++++ Supplied entries ++++
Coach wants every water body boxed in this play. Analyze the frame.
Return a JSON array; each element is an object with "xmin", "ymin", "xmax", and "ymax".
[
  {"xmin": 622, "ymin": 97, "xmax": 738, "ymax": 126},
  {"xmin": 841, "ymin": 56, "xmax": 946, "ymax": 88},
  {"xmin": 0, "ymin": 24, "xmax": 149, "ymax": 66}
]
++++
- _Required task_
Rewrite the entries so that "water body" becomes "lake", with nothing else altered.

- _Answer to the problem_
Coach wants every lake boxed in this play. Analyze the frame.
Return a JSON array; each element is an object with "xmin", "ymin", "xmax", and "ymax".
[
  {"xmin": 622, "ymin": 97, "xmax": 738, "ymax": 126},
  {"xmin": 841, "ymin": 56, "xmax": 946, "ymax": 88},
  {"xmin": 0, "ymin": 24, "xmax": 149, "ymax": 66}
]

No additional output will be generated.